- _WHAT IS ASKED_:
Count the lines in the material below that contain the string "shirt", with uppercase and lowercase treated as different, and reply with the number alone.

- _RAW RECORDS_:
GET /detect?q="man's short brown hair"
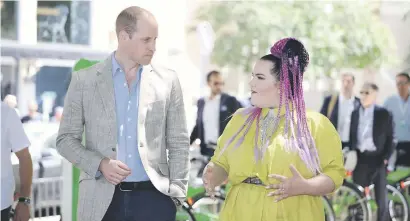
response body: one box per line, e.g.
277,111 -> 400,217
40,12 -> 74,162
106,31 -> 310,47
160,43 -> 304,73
342,72 -> 356,83
115,6 -> 152,38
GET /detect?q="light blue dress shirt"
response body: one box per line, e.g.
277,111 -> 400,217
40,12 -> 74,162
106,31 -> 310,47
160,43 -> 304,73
384,95 -> 410,142
357,105 -> 376,152
112,52 -> 149,182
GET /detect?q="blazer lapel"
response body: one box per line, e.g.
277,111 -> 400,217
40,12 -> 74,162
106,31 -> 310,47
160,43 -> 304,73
330,96 -> 339,128
372,106 -> 385,142
97,56 -> 117,136
138,65 -> 155,125
350,109 -> 360,149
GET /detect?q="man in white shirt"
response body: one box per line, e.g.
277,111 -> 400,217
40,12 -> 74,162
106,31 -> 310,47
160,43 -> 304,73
0,102 -> 33,221
350,83 -> 395,221
320,73 -> 360,147
384,72 -> 410,167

- _ANSWER BELOW_:
2